= 目的 1 =
下の記録から、語「player」を含む行をすべて集めて書き写す。大文字と小文字は区別する。

─── 抽出テキスト

2012年5月29日火曜日

原発被災地に生きる越中人

公開講座「越のまほろば」


「越のまほろば」5月例会(北日5/18)
 

  
「北関東・相馬における真宗移民
 

  「相馬移民と二宮尊徳」



 二宮尊徳像


「越のまほろば」5月例会
公開講座「越のまほろば」5月例会が17日、富山市千代田町の「割烹まる十」で開かれ、南砺市大窪の僧侶で、となみ民芸協会会長の太田浩史さんが「原発被災地に生きる越中人」と題して講演しました (北日本新聞5/18記事参照)。その中で、太田さんはご自身の著作「北関東・相馬における真宗移民研究のあゆみ」、「相馬移民と二宮尊徳」はじめ大量の資料をもとに、つぎのように解説されました。
東日本大震災で原発被害を受けた福島県相馬地方は、江戸時代に越中砺波地方から大勢の真宗門徒が移り住んでいた経緯があり、富山県とゆかりのある土地。
1783~84の「天明の大飢饉」で農民が減った相馬地方へ、砺波から移り住んだ真宗門徒たちが、信仰の異なる新たな土地で苦労しながら荒地を耕し、豊かな田畑に変えてきた。
③東日本大震災に対して最も実効性のある復興策を建てるには、「相馬移民」、「天明の大飢饉の復興策」などの歴史にまなぶことが必要。

──────
─── 記載項目一覧

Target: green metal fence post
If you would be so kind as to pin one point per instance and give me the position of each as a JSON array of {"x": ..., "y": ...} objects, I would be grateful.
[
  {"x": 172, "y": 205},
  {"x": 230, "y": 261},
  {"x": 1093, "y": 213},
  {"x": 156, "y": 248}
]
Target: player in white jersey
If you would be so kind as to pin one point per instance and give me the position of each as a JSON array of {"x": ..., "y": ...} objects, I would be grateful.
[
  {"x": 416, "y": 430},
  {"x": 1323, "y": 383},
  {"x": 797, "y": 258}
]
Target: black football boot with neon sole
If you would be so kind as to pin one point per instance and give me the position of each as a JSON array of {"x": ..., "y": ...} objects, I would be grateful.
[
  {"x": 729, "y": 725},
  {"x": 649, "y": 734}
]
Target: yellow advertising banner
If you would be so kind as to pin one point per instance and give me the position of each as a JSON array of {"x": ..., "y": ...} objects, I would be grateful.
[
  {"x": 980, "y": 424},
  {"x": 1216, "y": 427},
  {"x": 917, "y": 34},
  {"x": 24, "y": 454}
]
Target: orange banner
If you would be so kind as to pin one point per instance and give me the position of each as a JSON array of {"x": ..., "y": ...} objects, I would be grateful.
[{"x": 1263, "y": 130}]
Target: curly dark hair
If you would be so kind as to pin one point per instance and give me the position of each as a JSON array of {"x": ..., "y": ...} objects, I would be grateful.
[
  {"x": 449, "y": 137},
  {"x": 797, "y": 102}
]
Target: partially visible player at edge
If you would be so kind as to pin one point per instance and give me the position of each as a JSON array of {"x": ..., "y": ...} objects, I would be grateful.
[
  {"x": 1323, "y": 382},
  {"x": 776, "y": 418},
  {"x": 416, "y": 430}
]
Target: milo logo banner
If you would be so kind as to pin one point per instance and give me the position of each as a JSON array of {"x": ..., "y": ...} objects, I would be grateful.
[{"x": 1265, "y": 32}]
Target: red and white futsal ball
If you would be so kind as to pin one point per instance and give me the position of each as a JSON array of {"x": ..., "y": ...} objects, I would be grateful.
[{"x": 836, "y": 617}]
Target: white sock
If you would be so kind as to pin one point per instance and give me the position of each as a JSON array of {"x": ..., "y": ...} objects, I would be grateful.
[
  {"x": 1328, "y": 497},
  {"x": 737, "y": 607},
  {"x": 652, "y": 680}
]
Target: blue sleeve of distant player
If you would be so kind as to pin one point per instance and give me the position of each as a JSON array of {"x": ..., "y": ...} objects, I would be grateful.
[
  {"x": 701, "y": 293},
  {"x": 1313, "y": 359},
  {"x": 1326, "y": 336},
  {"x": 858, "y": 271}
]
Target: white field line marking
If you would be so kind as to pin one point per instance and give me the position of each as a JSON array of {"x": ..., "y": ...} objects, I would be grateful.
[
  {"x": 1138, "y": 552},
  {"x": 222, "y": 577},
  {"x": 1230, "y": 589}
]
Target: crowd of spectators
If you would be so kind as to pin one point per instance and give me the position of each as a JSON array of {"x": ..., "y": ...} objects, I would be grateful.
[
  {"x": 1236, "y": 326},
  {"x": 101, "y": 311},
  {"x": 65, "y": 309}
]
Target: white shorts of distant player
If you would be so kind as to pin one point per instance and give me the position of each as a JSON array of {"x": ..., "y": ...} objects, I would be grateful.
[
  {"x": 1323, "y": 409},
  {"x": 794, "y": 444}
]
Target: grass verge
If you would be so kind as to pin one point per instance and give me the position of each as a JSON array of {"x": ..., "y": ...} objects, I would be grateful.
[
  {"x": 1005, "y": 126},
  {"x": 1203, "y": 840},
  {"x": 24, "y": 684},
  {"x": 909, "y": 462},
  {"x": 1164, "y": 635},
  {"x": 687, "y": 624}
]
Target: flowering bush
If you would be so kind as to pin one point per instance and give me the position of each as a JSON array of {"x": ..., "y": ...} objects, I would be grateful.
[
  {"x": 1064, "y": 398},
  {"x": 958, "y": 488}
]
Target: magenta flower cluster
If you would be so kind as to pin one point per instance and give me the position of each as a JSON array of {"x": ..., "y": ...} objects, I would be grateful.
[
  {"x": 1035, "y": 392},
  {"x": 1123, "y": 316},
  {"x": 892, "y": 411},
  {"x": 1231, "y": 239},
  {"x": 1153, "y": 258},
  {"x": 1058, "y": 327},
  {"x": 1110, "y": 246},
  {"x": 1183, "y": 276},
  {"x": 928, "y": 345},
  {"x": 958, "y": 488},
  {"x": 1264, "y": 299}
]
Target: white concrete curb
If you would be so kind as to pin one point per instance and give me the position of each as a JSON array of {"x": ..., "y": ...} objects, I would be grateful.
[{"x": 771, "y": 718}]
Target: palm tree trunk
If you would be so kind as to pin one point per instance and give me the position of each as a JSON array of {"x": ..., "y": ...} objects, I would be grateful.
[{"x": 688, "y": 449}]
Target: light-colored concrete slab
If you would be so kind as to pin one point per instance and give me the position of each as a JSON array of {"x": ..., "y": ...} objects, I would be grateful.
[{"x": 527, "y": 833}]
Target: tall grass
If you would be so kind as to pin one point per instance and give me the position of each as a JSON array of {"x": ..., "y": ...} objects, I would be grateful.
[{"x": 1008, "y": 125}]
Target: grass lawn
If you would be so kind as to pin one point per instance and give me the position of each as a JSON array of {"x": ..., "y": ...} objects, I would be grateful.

──────

= 目的 2 =
上にある相馬移民についての講演を紹介する文章の続きを、最後の文の後から書く。

= 実行結果 1 =
Target: player in white jersey
Target: partially visible player at edge
Target: blue sleeve of distant player
Target: white shorts of distant player

= 実行結果 2 =
「北関東・相馬における真宗移民研究のあゆみ」
現代日本史研究者として、本田さんの研究報告書です。
1章 北関東の真宗移民研究
2章 相馬における真宗移民研究のはじまり
3章 岩本由輝と加賀者
4章 昭和29年の合同調査
5章 北陸における研究
6章 その後の諸研究

「相馬移民と二宮尊徳」
太田浩史著。20111128日発行。「刊行の御挨拶」から一部ご紹介します。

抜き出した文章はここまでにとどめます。